--- BEGIN ---

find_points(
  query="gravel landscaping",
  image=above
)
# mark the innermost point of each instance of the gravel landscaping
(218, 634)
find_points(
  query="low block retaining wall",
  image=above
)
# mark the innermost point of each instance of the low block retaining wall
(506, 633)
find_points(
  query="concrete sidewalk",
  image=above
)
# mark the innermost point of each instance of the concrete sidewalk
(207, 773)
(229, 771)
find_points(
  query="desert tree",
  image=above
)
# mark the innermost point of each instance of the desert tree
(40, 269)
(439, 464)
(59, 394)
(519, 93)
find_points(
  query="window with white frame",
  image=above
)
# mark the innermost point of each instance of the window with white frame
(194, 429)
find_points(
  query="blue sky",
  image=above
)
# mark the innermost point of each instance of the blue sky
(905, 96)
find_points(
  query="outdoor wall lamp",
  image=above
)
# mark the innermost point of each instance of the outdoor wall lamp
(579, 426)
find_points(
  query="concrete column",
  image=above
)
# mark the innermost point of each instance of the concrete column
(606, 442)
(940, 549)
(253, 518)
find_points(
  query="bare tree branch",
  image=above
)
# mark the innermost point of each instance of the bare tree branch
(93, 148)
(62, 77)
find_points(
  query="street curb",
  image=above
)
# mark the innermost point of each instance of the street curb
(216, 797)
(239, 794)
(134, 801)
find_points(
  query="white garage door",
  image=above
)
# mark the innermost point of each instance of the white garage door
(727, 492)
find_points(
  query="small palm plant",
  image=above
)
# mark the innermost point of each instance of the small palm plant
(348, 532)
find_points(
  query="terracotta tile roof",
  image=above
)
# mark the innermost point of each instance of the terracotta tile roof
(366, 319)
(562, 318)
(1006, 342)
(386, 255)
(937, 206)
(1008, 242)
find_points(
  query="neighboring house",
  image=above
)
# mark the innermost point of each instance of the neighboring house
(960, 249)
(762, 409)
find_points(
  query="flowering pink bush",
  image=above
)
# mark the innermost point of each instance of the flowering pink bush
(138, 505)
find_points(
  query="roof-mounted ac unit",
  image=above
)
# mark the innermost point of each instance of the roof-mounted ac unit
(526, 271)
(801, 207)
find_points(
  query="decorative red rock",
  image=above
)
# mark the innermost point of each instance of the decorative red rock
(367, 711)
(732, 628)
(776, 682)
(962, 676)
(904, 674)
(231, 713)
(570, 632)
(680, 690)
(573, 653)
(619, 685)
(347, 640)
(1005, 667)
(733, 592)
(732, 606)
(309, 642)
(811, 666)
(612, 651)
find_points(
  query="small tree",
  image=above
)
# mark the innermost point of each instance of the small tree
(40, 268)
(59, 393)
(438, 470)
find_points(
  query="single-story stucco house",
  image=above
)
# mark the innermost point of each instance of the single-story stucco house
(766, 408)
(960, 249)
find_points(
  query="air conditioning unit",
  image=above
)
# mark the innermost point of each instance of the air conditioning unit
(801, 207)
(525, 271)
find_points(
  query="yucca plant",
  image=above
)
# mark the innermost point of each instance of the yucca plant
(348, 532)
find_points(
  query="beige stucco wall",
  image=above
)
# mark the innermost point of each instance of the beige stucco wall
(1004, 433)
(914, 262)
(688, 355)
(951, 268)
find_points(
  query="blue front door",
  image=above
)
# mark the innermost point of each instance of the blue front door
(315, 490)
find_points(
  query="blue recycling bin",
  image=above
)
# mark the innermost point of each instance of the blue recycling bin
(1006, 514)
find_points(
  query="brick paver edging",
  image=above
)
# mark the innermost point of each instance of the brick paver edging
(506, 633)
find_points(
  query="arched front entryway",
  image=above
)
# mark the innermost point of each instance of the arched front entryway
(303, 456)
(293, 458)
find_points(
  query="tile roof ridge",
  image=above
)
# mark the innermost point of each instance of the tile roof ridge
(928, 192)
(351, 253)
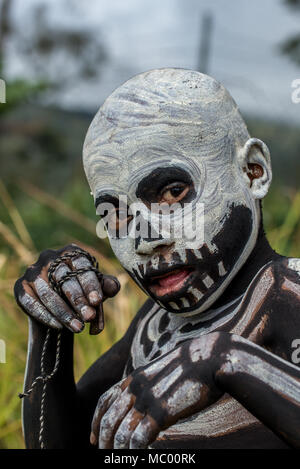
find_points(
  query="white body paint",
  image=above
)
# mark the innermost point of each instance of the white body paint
(167, 118)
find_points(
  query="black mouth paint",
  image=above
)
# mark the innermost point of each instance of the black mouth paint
(230, 243)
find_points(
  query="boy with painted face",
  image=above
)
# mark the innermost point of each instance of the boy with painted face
(207, 361)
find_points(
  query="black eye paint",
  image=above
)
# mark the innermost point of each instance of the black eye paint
(151, 186)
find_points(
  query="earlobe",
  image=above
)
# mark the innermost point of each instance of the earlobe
(255, 163)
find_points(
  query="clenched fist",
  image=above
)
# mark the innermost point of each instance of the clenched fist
(81, 295)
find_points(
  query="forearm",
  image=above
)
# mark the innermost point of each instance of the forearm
(268, 386)
(59, 403)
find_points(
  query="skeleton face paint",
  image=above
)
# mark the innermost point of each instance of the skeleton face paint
(176, 136)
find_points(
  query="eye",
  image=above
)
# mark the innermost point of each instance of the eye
(118, 220)
(174, 192)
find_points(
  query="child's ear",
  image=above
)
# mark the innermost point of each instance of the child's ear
(255, 164)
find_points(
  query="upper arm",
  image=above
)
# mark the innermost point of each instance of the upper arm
(285, 314)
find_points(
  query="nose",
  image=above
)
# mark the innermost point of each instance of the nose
(147, 246)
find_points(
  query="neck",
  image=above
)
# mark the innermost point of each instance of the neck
(260, 256)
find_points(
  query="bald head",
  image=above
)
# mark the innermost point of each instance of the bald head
(168, 109)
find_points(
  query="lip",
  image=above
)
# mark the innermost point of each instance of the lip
(169, 282)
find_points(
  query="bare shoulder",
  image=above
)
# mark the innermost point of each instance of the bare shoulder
(285, 305)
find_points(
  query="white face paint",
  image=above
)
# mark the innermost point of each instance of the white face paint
(169, 126)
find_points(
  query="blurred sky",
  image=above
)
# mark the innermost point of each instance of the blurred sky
(143, 34)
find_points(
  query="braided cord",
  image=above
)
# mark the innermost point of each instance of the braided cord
(45, 378)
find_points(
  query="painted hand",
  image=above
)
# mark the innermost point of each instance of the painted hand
(82, 295)
(179, 384)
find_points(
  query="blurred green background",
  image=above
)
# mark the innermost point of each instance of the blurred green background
(45, 201)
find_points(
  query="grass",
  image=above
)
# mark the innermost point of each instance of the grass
(39, 220)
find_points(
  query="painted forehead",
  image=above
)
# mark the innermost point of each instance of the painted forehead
(164, 117)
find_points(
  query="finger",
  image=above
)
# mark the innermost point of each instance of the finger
(144, 434)
(126, 428)
(56, 305)
(73, 291)
(110, 285)
(30, 303)
(112, 419)
(88, 280)
(103, 404)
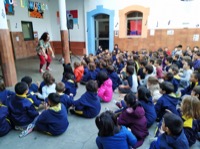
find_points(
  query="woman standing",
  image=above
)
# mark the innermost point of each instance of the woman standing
(42, 51)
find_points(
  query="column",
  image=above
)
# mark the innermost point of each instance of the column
(6, 51)
(63, 31)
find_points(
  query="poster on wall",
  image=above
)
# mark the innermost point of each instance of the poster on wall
(9, 7)
(73, 14)
(35, 9)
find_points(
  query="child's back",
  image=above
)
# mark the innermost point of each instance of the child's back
(5, 126)
(4, 95)
(22, 110)
(121, 140)
(53, 121)
(115, 80)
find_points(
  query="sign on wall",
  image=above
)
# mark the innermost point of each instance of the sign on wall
(73, 14)
(9, 7)
(35, 10)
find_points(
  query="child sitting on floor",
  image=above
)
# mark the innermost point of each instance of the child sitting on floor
(70, 84)
(30, 93)
(78, 71)
(134, 118)
(66, 100)
(173, 136)
(114, 77)
(5, 125)
(49, 87)
(53, 120)
(167, 101)
(111, 135)
(88, 105)
(131, 84)
(22, 110)
(145, 99)
(105, 91)
(4, 93)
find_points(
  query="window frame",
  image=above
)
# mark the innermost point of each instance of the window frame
(133, 18)
(31, 30)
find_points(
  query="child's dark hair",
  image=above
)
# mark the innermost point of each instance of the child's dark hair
(143, 94)
(175, 69)
(107, 124)
(169, 76)
(91, 86)
(149, 69)
(197, 75)
(169, 59)
(130, 70)
(196, 90)
(27, 80)
(102, 77)
(130, 99)
(143, 63)
(168, 87)
(54, 98)
(21, 88)
(130, 62)
(92, 66)
(159, 62)
(49, 79)
(60, 87)
(174, 123)
(2, 85)
(152, 61)
(110, 69)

--- END ---

> **YOUR OBJECTIVE**: Render the data above as a numbered list, starting at the first line and ending at the line that contains "(1008, 242)", with both of those lines included. Omit blank lines.

> **TASK OUTPUT**:
1. find_points(
2.   query="gravel landscaping",
3.   image=above
4. )
5. # mark the innermost point of each instance of the gravel landscaping
6. (218, 634)
7. find_points(
8.   query="low block retaining wall",
9.   image=above
10. )
11. # mark the innermost point of each instance of the low block retaining wall
12. (506, 633)
13. find_points(
14.   query="concrete sidewalk",
15.   image=above
16. )
17. # mark the innermost point of each instance of the concrete sidewalk
18. (207, 773)
19. (229, 771)
20. find_points(
21.   query="desert tree",
22.   image=above
23. )
24. # mark the innermost point of each instance of the desert tree
25. (40, 269)
26. (439, 464)
27. (59, 394)
28. (519, 93)
29. find_points(
30.   query="window with white frame",
31.   image=above
32. )
33. # mark the innermost point of each instance of the window with white frame
34. (194, 429)
35. find_points(
36.   query="blue sky",
37.   image=above
38. )
39. # mark the innermost point of each instance of the blue sky
40. (905, 96)
41. find_points(
42.   query="outdoor wall lamp",
43.   image=above
44. )
45. # mark the innermost point of each instance of the outdoor wall lamp
46. (579, 426)
47. find_points(
48.   query="concrete column",
49.   image=above
50. )
51. # mark the innermost point of each instance of the concrete column
52. (606, 442)
53. (940, 549)
54. (253, 518)
55. find_points(
56.   query="bare tree branch",
57.   image=above
58. )
59. # mark the innermost point of each instance of the bare tree branch
60. (93, 148)
61. (62, 77)
62. find_points(
63.   query="street curb",
64.   image=above
65. )
66. # mark the innermost point of each instance of the street curb
67. (216, 797)
68. (239, 794)
69. (134, 801)
70. find_points(
71.   query="white garage door",
72.   image=above
73. )
74. # mark the innermost point of each instance of the white garage door
75. (727, 492)
76. find_points(
77.   query="small palm plant",
78.   image=above
79. )
80. # mark the innermost point of each instance of the small palm plant
81. (348, 532)
82. find_points(
83.   query="terracotta tile roof",
84.   image=above
85. )
86. # mark the innermost point of each instance of the terracotta tile roof
87. (366, 319)
88. (562, 318)
89. (1006, 342)
90. (386, 255)
91. (937, 206)
92. (1008, 242)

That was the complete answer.